▶ _Testo di partenza_
Buccellati: tesoro e gioia del dolce natalizio siciliano
Anna Maria Tardiolo – In Sicilia, a Palermo e dintorni, quando il cenone della viglia e il pranzo di Natale erano ormai conclusi, amici e parenti che si recavano in visita a casa degli uni o degli altri, portavano spesso come dono da condividere i buccellati o come si chiamano in dialetto, i cucciddata. Se il re della tavola in quegli stessi giorni, al Nord, erano e sono il Panettone e il Pandoro, a Palermo sono i buccellati o il buccellato. Si tratta dello stesso dolce ma i primi sono presentati come biscotti farciti monoporzione, il secondo ha una forma a ciambella, unica. A fare la differenza, però, è il momento della loro preparazione. Fino a qualche anno addietro, quella dei buccellati era una tradizione da condividere con la famiglia e gli amici più cari. Sebbene esista una ricetta universale, ogni famiglia aggiungeva un qualche ingrediente segreto, fosse nell’impasto della frolla o nel metodo di assemblaggio degli ingredienti. Custodi di ciò sono tutt’oggi le donne più anziane.

▶ _Elenco fornito_

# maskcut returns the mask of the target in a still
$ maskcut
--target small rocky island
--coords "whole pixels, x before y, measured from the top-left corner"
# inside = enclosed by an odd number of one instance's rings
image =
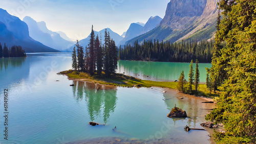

▶ _Consegne_
A. Nel testo sui buccellati, chi custodisce ancora oggi gli ingredienti segreti delle famiglie?
B. Prosegui il testo sui buccellati a partire dalla sua ultima frase.

▶ _Risposte all'esercizio_
A. Le donne più anziane.

B.
Così, qualche giorno prima di Natale le componenti femminili della famiglia e le amiche più care, dalle più anziane alle più giovani, si riunivano. Ognuna aveva il suo compito. La lavorazione è laboriosa, i passaggi lunghi. La farcia è composta da mandorle o fichi secchi, cacao, uvetta, noci, canditi, caffè e zucchero. Per questa ragione ogni passaggio era affidato a un membro della famiglia: le più esperte si dedicavano alla cottura delle mandorle o dei fichi, le meno esperte alla pelatura delle mandorle, all’assemblaggio e alla decorazione. Intorno ai piani di lavoro, le donne riunite, iniziavano a raccontare storie della propria infanzia, della famiglia, di persone che hanno preso parte nei decenni precedenti alla preparazione dei buccellati mentre l’aroma dolce dei biscotti si diffondeva in ogni angolo della casa. Le risate, l’allegria, il momento di festa invadeva gli animi di chi prendeva parte a questo ‘rito’ si potrebbe quasi dire. Ai bambini veniva dato un poco di pasta frolla per permettere loro di giocare e sperare che stessero buoni. Ma per quanti sforzi si potessero fare, notando le madri, le nonne, le zie intente in altro i più piccoli correvano intorno al tavolo cercando di prendere di nascosto ora qualche mandorla ora qualche pezzetto di zucca candita oppure di cacao. Essendo possibile conservare a lungo i buccellati, ogni famiglia ne infornava chili e chili ben consapevole che avrebbe avuto possibilità di produrne altri solo l’anno successivo.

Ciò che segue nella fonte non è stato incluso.